- Ziel der Aufgabe
Was bezeichnet laut der Moderatorin im Zeitungsartikel über Charlotte Rampling das englische Verb "to rample", und woraus ist es entstanden?

Süddeutsche Zeitung

Lebenswerk:Ergründe mich!

Wie Charlotte Rampling, die europäischste der großen Film-Diven, die Ehrungen der Filmfestspiele entgegennahm.

Von Anke Sterneborg

In England sei ihr Name zum Verb geworden, sagt die Moderatorin: "To rample", das beschreibe die coole Sinnlichkeit, mit der sie die Männer entwaffne. Sofort denkt man an den berühmten Look, mit dem Charlotte Rampling ihr Gegenüber herausfordert, ihr Geheimnis zu ergründen, das sie nie völlig preisgibt. Sie ist eine Schauspielerin, die kein Aufhebens macht um sich und ihre Kunst, die darauf pfeift, was die anderen denken. Bei der Verleihung des Goldenen Berlinale-Bären für ihr Lebenswerk trägt sie ein schlicht raffiniertes, schwarzes Ensemble aus weiter langer Hose und asymmetrisch gefälteltem Jackett mit Satinrevers.

- Gezeigte Datensätze
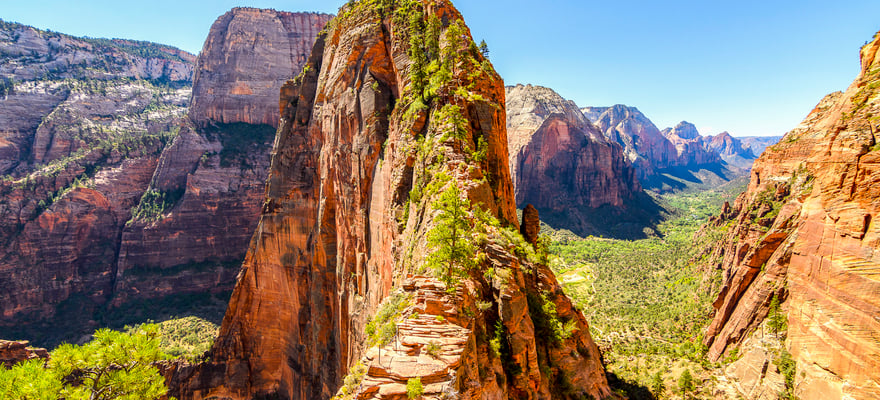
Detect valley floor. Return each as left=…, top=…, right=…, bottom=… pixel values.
left=542, top=179, right=746, bottom=399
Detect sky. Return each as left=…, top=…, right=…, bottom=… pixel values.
left=0, top=0, right=880, bottom=136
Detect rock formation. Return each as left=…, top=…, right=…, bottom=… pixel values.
left=705, top=28, right=880, bottom=400
left=190, top=8, right=332, bottom=127
left=582, top=104, right=678, bottom=180
left=506, top=85, right=641, bottom=236
left=661, top=121, right=721, bottom=167
left=171, top=0, right=611, bottom=399
left=507, top=85, right=641, bottom=211
left=702, top=131, right=758, bottom=169
left=0, top=9, right=327, bottom=345
left=739, top=136, right=782, bottom=158
left=0, top=340, right=49, bottom=368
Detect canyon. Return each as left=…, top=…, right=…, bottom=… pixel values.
left=166, top=0, right=611, bottom=399
left=0, top=8, right=330, bottom=345
left=506, top=85, right=643, bottom=236
left=705, top=28, right=880, bottom=400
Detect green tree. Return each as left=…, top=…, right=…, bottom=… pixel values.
left=767, top=295, right=788, bottom=338
left=0, top=359, right=61, bottom=400
left=406, top=378, right=424, bottom=399
left=651, top=371, right=666, bottom=398
left=678, top=369, right=696, bottom=396
left=427, top=183, right=476, bottom=290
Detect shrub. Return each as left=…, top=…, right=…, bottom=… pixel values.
left=406, top=378, right=424, bottom=399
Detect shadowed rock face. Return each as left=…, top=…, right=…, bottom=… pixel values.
left=661, top=121, right=721, bottom=166
left=190, top=8, right=332, bottom=127
left=0, top=9, right=329, bottom=345
left=706, top=28, right=880, bottom=400
left=506, top=85, right=641, bottom=211
left=168, top=1, right=611, bottom=399
left=702, top=132, right=758, bottom=169
left=583, top=104, right=679, bottom=179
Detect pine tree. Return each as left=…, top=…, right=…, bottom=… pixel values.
left=427, top=183, right=475, bottom=289
left=678, top=369, right=695, bottom=396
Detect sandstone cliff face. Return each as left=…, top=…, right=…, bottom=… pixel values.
left=190, top=8, right=332, bottom=127
left=661, top=121, right=721, bottom=166
left=702, top=132, right=758, bottom=169
left=506, top=85, right=641, bottom=236
left=583, top=104, right=678, bottom=179
left=171, top=0, right=610, bottom=399
left=506, top=85, right=640, bottom=211
left=706, top=28, right=880, bottom=399
left=0, top=9, right=324, bottom=345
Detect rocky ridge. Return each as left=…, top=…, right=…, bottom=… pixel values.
left=706, top=28, right=880, bottom=400
left=0, top=9, right=326, bottom=344
left=169, top=0, right=611, bottom=399
left=506, top=85, right=641, bottom=236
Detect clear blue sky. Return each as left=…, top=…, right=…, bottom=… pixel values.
left=0, top=0, right=880, bottom=136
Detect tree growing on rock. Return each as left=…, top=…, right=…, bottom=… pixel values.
left=426, top=184, right=476, bottom=290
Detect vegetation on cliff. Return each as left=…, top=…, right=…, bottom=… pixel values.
left=0, top=325, right=169, bottom=400
left=549, top=180, right=744, bottom=399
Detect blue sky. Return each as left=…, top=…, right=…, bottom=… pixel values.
left=0, top=0, right=880, bottom=136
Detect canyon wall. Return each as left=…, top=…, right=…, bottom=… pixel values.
left=190, top=7, right=332, bottom=127
left=168, top=0, right=611, bottom=399
left=0, top=9, right=329, bottom=346
left=506, top=85, right=641, bottom=236
left=705, top=28, right=880, bottom=400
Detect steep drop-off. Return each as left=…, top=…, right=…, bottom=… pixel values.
left=506, top=85, right=641, bottom=236
left=190, top=7, right=332, bottom=128
left=0, top=9, right=328, bottom=346
left=169, top=0, right=610, bottom=399
left=706, top=28, right=880, bottom=400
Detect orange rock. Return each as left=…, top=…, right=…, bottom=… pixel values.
left=706, top=28, right=880, bottom=400
left=171, top=0, right=611, bottom=400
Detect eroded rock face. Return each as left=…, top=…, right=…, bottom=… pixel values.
left=170, top=1, right=611, bottom=399
left=582, top=104, right=679, bottom=179
left=706, top=28, right=880, bottom=399
left=506, top=85, right=641, bottom=211
left=702, top=131, right=756, bottom=168
left=0, top=9, right=326, bottom=345
left=190, top=8, right=332, bottom=127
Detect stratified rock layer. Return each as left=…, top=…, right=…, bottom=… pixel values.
left=507, top=85, right=641, bottom=211
left=171, top=0, right=611, bottom=399
left=706, top=28, right=880, bottom=400
left=190, top=8, right=332, bottom=127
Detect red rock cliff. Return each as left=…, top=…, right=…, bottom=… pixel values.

- Schriftliche Antwort
Das Verb beschreibt die coole Sinnlichkeit, mit der Charlotte Rampling die Männer entwaffnet. Es ist in England aus ihrem Namen entstanden.